## Given information

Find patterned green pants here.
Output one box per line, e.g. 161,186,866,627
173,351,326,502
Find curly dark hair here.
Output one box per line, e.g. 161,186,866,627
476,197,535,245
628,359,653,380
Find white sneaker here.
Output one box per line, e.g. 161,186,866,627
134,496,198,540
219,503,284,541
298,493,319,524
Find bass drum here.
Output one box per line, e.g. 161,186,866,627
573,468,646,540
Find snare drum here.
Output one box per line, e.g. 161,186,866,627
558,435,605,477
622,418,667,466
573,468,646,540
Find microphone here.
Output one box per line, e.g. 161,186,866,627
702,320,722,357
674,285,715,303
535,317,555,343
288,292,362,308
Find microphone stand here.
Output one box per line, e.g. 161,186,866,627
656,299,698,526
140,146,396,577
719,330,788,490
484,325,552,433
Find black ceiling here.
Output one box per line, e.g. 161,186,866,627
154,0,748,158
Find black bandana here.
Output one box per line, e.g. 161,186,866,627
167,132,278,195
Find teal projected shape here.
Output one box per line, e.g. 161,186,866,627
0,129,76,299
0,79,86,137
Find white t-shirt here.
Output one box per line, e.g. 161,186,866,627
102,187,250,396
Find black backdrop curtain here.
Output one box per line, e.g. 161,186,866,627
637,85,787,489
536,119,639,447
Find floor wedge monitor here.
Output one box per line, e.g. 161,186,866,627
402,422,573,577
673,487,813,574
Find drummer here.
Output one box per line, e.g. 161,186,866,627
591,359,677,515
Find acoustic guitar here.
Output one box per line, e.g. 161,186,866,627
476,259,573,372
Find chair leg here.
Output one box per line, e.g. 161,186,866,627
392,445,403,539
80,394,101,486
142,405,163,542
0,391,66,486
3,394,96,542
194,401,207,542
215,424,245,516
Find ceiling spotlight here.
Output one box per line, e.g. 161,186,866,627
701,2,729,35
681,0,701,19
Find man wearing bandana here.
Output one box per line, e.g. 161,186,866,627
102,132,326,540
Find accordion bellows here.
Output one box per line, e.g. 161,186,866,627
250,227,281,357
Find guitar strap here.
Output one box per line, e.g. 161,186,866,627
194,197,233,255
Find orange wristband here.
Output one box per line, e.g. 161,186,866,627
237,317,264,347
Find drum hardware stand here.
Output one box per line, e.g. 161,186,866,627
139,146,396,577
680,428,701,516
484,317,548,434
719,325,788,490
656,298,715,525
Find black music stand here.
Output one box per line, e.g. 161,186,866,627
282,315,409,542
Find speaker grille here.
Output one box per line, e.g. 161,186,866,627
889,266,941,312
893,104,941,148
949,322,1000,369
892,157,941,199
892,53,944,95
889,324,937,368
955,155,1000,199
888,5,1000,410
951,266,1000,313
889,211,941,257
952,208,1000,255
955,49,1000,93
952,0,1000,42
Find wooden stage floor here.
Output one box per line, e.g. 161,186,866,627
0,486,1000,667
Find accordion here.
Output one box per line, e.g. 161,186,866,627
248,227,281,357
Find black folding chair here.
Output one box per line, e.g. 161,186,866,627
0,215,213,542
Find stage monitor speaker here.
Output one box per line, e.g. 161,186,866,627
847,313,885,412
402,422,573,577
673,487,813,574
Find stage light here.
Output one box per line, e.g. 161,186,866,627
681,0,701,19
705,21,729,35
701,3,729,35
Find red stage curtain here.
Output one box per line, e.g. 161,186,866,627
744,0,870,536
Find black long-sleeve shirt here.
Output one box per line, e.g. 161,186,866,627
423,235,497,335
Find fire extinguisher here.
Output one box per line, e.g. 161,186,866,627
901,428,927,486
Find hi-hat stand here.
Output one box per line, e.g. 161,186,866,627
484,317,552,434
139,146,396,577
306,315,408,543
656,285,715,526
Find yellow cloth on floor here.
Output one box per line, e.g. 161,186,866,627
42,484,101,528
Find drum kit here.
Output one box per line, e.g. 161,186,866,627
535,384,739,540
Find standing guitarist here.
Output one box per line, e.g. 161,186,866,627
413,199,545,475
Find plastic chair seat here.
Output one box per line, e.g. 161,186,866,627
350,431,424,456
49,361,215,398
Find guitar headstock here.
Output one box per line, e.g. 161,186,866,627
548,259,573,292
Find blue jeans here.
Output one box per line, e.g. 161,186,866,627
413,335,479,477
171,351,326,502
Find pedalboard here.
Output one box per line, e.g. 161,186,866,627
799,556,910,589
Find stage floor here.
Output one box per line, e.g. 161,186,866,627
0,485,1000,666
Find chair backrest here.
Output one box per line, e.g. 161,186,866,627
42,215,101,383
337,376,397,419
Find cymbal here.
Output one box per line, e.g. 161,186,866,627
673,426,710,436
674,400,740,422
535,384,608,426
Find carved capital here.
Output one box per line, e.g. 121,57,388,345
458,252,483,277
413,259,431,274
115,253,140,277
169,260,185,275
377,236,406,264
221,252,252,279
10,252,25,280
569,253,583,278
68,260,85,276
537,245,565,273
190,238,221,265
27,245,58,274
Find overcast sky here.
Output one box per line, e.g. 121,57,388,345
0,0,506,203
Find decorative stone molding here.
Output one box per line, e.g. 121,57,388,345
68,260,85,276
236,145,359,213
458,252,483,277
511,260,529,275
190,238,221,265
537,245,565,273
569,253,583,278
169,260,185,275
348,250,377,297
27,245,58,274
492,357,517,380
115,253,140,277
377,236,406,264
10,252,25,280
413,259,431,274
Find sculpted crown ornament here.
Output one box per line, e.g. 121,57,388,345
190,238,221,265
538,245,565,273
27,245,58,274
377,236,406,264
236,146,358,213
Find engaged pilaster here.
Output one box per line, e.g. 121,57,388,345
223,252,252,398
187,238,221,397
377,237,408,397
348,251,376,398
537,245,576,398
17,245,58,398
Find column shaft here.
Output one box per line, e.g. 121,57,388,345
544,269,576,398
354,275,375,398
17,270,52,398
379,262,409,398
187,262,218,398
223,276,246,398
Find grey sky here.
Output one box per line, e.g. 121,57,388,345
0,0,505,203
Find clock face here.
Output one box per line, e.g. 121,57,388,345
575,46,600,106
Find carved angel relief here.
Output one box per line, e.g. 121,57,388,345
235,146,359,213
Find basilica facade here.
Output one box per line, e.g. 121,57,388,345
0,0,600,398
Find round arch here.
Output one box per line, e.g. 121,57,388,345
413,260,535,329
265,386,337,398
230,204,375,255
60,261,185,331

## Work to do
List every line in the entries above that contains the string "microphone", matching case exactly.

## Full output
Find microphone here.
Find microphone stand here.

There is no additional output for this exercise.